→ **Directive**: Repeat the material below word for word, keeping every line in the same order.

── Records provided

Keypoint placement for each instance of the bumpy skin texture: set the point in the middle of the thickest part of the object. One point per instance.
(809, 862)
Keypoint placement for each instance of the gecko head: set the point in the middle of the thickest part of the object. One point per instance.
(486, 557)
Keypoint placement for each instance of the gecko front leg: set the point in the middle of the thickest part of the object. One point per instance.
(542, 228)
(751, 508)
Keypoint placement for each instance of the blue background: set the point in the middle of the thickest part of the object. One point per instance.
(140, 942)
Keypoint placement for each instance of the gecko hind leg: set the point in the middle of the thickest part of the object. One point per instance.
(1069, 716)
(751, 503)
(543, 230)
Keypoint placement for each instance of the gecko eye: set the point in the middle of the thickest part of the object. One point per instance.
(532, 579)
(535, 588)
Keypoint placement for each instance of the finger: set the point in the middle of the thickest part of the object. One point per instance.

────

→ **Worked solution**:
Keypoint placement for each instance of the bumpy skin texture: set the point in the middle of the thickest part of the object. One point per instance.
(809, 862)
Keypoint placement for each instance of the gecko head: set the point in the middle of the thickest part of the object. One point per instance.
(486, 557)
Keypoint placement for each instance of the gecko front leg: set the point in the middle of the thickest part of the object. One point per instance.
(542, 228)
(751, 508)
Keypoint placement for each instance of the blue background: set the point in the middle of the thickest part of the object. One point per instance.
(140, 942)
Keypoint placement for each instance of the gecko hind leg: set the point in the middle of the thickest part of the object. One point per instance.
(1069, 716)
(751, 503)
(543, 230)
Keypoint placement for each instance of the gecko eye: set the point in the middle of the thickest part of the object. One point per instance.
(532, 579)
(535, 588)
Keypoint placement for each instance of the finger: set the point in the middle of the thickest part of the object. One point per instance.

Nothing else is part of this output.